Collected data
⁂

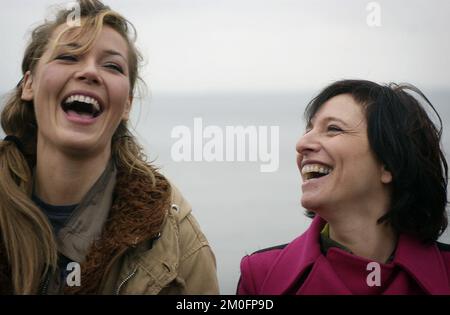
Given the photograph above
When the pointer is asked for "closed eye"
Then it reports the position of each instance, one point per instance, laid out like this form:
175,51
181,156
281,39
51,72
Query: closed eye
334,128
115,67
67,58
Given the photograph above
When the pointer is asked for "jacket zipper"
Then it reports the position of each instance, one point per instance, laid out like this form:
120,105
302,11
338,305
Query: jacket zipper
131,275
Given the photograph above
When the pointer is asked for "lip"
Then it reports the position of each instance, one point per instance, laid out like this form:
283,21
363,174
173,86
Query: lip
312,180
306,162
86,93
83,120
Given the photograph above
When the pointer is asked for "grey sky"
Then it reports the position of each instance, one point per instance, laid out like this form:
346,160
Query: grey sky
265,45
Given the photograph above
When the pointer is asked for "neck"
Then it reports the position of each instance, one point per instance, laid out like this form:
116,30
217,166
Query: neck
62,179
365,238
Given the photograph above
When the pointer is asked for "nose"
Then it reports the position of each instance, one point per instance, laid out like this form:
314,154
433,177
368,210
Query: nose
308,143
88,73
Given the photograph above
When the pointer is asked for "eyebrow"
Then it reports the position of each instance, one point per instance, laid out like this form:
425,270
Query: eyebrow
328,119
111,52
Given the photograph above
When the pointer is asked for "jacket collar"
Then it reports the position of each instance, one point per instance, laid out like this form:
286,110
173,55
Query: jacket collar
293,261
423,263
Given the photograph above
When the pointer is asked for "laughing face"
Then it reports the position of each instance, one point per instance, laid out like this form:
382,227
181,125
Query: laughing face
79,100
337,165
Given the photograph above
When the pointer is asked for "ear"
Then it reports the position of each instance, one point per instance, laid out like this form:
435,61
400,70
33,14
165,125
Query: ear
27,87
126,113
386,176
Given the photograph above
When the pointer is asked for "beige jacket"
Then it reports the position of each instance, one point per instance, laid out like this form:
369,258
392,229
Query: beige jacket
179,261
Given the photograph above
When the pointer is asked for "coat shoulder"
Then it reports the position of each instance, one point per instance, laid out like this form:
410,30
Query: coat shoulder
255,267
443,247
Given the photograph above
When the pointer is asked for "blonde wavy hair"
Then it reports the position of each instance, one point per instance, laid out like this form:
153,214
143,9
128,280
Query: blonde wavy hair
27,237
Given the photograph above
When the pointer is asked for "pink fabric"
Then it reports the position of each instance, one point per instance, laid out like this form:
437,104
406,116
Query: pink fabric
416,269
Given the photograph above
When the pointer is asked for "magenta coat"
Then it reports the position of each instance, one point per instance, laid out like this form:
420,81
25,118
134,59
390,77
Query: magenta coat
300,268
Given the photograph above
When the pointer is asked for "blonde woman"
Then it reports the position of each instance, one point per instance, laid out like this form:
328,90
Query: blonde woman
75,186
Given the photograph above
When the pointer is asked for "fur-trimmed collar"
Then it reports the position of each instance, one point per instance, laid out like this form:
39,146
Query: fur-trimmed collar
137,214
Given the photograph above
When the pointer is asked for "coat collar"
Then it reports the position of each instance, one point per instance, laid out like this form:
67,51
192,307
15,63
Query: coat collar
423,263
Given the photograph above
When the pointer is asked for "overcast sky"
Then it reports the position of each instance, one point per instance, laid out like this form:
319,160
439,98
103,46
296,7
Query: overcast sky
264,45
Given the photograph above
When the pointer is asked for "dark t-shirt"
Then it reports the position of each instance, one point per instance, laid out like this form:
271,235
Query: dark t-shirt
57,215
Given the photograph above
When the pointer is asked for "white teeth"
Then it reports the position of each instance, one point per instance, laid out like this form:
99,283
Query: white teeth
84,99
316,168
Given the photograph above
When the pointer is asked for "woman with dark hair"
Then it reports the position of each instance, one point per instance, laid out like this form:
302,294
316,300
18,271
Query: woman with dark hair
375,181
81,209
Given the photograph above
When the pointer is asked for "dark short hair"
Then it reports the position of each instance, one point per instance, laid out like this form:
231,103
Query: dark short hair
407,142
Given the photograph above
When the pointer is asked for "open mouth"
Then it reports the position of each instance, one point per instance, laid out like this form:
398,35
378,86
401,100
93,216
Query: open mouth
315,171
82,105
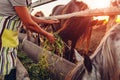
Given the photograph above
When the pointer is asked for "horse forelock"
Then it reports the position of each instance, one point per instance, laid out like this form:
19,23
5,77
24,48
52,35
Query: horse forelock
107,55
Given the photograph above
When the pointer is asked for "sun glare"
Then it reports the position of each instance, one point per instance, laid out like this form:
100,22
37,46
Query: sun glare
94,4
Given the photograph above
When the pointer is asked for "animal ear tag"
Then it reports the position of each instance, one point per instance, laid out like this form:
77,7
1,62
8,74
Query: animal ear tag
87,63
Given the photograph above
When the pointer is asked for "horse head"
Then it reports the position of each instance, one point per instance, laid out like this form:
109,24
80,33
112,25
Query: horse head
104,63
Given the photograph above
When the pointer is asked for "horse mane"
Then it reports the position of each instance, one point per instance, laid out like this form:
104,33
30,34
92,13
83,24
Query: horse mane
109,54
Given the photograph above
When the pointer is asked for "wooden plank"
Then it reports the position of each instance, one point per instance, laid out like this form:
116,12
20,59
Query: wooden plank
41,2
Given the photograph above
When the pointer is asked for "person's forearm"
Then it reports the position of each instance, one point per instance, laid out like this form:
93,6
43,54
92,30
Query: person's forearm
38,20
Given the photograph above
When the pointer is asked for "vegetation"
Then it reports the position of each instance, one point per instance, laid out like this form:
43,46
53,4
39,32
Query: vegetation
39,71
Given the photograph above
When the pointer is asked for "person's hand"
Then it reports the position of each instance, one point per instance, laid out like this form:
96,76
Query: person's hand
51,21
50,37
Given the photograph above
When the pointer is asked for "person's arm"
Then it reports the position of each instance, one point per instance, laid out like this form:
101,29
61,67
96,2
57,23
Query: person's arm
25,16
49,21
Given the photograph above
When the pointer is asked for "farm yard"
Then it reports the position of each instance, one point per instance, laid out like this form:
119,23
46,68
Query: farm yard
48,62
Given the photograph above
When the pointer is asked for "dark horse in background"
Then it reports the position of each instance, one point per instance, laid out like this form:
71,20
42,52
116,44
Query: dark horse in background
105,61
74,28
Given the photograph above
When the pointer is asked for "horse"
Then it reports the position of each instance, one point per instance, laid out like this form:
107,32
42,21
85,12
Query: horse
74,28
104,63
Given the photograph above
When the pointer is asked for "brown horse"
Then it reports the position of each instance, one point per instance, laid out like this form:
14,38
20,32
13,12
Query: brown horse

⁂

## What you will do
Scan the entries above for the word "brown". Report the lines that hold it.

## Answer for this exercise
When the pointer is asked for "brown horse"
Query: brown horse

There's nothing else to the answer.